## TASK BRIEF
Go through the entries below and copy each line containing the word "white".

[INFORMATION PROVIDED Boundary: Start]

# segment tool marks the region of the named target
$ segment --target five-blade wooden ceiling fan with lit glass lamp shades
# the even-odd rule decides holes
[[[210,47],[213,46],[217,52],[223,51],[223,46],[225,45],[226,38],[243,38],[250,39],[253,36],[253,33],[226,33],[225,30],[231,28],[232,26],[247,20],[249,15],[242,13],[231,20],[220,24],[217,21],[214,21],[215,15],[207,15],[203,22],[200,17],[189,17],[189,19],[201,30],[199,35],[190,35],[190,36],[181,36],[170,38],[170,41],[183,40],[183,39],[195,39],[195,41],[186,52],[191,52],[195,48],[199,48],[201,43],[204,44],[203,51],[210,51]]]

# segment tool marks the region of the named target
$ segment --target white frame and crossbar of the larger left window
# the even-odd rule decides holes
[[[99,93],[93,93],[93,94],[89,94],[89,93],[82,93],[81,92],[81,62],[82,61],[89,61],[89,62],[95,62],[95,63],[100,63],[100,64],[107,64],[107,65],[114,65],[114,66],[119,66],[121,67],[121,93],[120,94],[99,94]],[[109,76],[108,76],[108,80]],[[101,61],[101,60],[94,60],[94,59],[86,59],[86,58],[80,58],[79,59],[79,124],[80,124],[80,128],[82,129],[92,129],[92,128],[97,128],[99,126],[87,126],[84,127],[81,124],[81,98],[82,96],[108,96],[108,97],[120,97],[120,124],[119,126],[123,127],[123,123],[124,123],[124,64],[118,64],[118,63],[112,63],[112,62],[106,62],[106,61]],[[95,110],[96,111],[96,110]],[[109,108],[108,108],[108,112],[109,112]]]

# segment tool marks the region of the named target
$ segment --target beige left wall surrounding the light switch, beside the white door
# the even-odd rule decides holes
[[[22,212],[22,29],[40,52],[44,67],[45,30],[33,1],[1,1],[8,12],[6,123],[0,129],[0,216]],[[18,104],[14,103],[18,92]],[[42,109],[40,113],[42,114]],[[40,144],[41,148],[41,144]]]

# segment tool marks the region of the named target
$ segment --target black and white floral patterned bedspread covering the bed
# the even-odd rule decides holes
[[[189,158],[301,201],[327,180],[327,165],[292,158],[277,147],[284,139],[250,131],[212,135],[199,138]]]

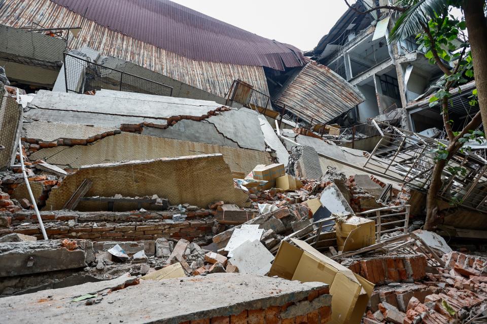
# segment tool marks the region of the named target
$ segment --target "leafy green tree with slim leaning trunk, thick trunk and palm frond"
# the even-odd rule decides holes
[[[345,3],[348,5],[346,0]],[[464,17],[461,20],[448,14],[448,8],[451,6],[463,10]],[[485,19],[485,0],[398,0],[394,6],[379,8],[390,9],[400,14],[389,35],[389,42],[397,42],[400,39],[416,35],[416,40],[425,49],[425,56],[430,63],[436,64],[444,73],[444,77],[440,79],[440,90],[430,100],[430,106],[441,104],[443,125],[449,141],[447,145],[439,145],[433,151],[436,153],[436,161],[427,194],[425,223],[425,229],[432,230],[440,219],[437,213],[436,194],[442,186],[441,174],[447,161],[458,150],[462,149],[464,143],[469,139],[483,136],[482,132],[476,131],[482,120],[483,125],[487,125],[487,20]],[[465,30],[468,32],[468,37]],[[454,41],[457,39],[463,41],[459,50],[454,45]],[[452,63],[451,65],[454,67],[451,68],[448,63]],[[466,83],[467,79],[471,77],[475,78],[477,89],[472,92],[470,104],[476,105],[478,103],[480,111],[462,131],[454,132],[452,129],[453,121],[448,116],[449,98],[451,96],[449,91]],[[462,172],[462,170],[450,170],[449,168],[446,170],[454,174]],[[462,202],[457,201],[456,203],[461,204]]]

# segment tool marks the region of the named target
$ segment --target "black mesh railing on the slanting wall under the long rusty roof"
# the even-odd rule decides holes
[[[89,93],[101,89],[172,96],[172,87],[112,69],[78,56],[64,53],[66,92]]]

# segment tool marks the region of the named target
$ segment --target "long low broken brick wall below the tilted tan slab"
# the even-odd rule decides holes
[[[138,241],[184,238],[192,241],[212,235],[215,220],[208,210],[188,212],[187,219],[172,222],[175,212],[73,212],[41,211],[50,239],[79,238],[93,241]],[[43,239],[34,211],[0,213],[0,236],[10,233]]]

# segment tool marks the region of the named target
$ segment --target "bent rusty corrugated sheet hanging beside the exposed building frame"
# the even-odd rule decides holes
[[[327,123],[365,100],[356,88],[325,65],[311,61],[297,71],[275,94],[274,102],[304,120]]]

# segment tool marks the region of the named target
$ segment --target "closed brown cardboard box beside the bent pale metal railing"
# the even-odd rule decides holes
[[[336,222],[338,251],[357,251],[375,244],[375,222],[352,216],[344,223]]]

[INFORMATION PROVIDED Boundary: End]

## ANSWER TO THE PROBLEM
$ segment --target white frame and crossbar of the larger left window
$ segment --target beige left wall surrounding the light switch, beside the white door
$ segment --target black and white floral patterned bedspread covering the bed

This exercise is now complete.